| Aim of the task |
Rewrite all of the data below, replacing every "in this photo" with "in this image" and leaving everything else unchanged. Omit the pictures from your answer.

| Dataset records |
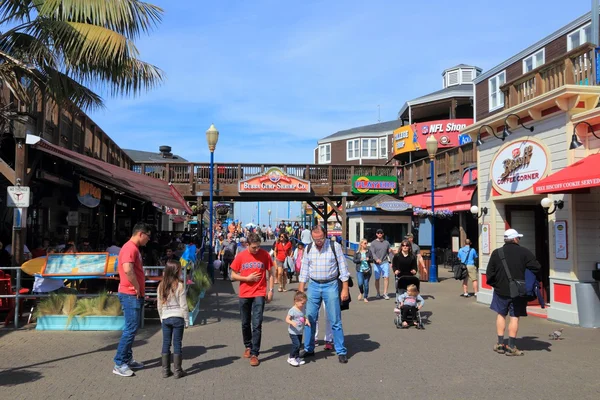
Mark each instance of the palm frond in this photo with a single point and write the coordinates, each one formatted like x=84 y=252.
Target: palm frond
x=127 y=17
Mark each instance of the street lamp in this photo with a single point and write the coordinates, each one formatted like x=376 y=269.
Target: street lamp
x=212 y=137
x=432 y=145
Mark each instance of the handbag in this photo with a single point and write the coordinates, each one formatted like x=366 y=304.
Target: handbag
x=516 y=287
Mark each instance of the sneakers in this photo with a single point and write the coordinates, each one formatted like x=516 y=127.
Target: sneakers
x=122 y=370
x=513 y=351
x=499 y=348
x=135 y=365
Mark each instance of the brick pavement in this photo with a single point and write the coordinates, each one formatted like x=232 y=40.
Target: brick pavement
x=451 y=359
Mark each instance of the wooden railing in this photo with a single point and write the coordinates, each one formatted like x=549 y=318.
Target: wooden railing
x=577 y=67
x=450 y=166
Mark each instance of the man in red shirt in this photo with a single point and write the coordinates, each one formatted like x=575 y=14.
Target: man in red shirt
x=250 y=268
x=131 y=296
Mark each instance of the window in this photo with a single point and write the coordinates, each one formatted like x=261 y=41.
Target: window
x=579 y=37
x=324 y=153
x=369 y=148
x=383 y=147
x=353 y=149
x=534 y=61
x=496 y=95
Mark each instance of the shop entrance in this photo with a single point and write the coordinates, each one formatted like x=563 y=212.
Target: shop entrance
x=531 y=221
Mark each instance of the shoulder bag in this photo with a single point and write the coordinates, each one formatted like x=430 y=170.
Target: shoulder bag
x=516 y=286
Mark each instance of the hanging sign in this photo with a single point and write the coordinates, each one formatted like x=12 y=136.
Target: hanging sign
x=561 y=240
x=518 y=165
x=274 y=180
x=89 y=195
x=374 y=184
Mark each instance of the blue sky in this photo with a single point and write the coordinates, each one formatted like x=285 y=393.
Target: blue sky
x=276 y=76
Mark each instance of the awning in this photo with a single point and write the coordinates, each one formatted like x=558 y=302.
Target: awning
x=142 y=186
x=583 y=174
x=453 y=199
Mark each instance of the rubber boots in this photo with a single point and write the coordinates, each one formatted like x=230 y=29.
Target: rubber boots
x=179 y=372
x=166 y=364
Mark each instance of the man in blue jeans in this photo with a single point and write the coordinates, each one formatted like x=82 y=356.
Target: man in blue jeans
x=323 y=270
x=131 y=295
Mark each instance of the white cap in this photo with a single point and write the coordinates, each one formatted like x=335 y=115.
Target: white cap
x=512 y=234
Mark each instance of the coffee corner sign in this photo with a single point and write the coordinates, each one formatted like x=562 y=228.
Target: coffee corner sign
x=274 y=180
x=518 y=166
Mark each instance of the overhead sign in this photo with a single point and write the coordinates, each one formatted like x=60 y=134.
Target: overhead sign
x=274 y=180
x=447 y=132
x=518 y=165
x=89 y=195
x=18 y=196
x=374 y=184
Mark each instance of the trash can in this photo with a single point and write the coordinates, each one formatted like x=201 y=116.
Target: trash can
x=588 y=304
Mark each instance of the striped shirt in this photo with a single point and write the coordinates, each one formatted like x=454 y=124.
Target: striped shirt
x=320 y=264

| Reply |
Mark each instance of the palm frond in this image with a single point and write the coordinates, each one formatted like x=84 y=252.
Target: palm frond
x=127 y=17
Mark each instance of the street lamp in this image with a single point and write the coordinates, each one formatted like x=376 y=269.
Target: street lamp
x=212 y=137
x=432 y=145
Mark each instance of the handbag in this image with a single point and write the coordinates, each one formatted like x=366 y=304.
Target: handbag
x=516 y=287
Mark each instance of the sneakers in this image with a single point and write the coordinates, each one formatted like x=516 y=127.
Target: sneakers
x=122 y=370
x=513 y=351
x=499 y=348
x=135 y=365
Mark each instance of the brick pavement in this image with a single point and write the coordinates, each one formatted like x=232 y=40.
Target: brick pavement
x=451 y=359
Mark each instance of the wooden railing in this image with a single point and write the coordinates, each one formatted like x=549 y=318.
Target: wooden railing
x=577 y=67
x=450 y=166
Mark each instance of the man in red shirt in this image with a single point and write the coordinates, each one formatted like x=575 y=14.
Target: man in red shirt
x=250 y=268
x=131 y=296
Mark each instance of the window in this image with a single point and write the coordinates, each one formatted like x=261 y=41.
Target: window
x=579 y=37
x=324 y=153
x=369 y=148
x=383 y=147
x=353 y=149
x=534 y=61
x=496 y=95
Mark each instance of the shop entrance in this image with a single point and write the coordinates, each one formatted like x=563 y=212.
Target: shop entrance
x=531 y=221
Mark each instance of the shoulder bag in this image with a single point and write the coordinates, each one formatted like x=430 y=170.
Target: shoulder bag
x=516 y=286
Mark each instance of the hanging sign in this image with a single point and write the coordinates, each one formatted like x=12 y=136.
Target: hanging sign
x=561 y=240
x=518 y=165
x=274 y=180
x=89 y=195
x=374 y=184
Mark each instance of the blue sky in this image with a single point and write the coordinates, each one formatted like x=285 y=393.
Target: blue sky
x=276 y=76
Mark each instance of the awning in this image with a single point and write the coordinates, each one formatted like x=558 y=302.
Target: awning
x=142 y=186
x=583 y=174
x=453 y=199
Mark each instance of the rubber boots in this image with a single point and write the coordinates, each one formatted like x=230 y=29.
Target: rubber boots
x=179 y=372
x=166 y=364
Mark each instance of the man in blue jeans in this image with a single point and write the coordinates, each one formatted like x=82 y=356.
Target: man in blue jeans
x=323 y=270
x=131 y=295
Mark each instance of the white cap in this image with a single point and write the coordinates, each one formatted like x=335 y=115.
Target: white cap
x=512 y=234
Mark each instance of the coffee corner sign in this image with a single point and write the coordinates, each one formatted like x=562 y=228.
Target: coffee corner sign
x=274 y=180
x=518 y=166
Mark each instance of the overhead sign in this image with a single point and write the coordinates, each one formatted like x=60 y=134.
Target: overhead sign
x=274 y=180
x=447 y=132
x=518 y=165
x=89 y=195
x=18 y=196
x=374 y=184
Mark each instance of the trash can in this image with a single point and write the coordinates, each one formatted like x=201 y=116.
Target: trash can
x=588 y=304
Mark each instance of the striped shirt in this image with a single point and write the coordinates, each one formatted like x=454 y=124.
Target: striped shirt
x=320 y=264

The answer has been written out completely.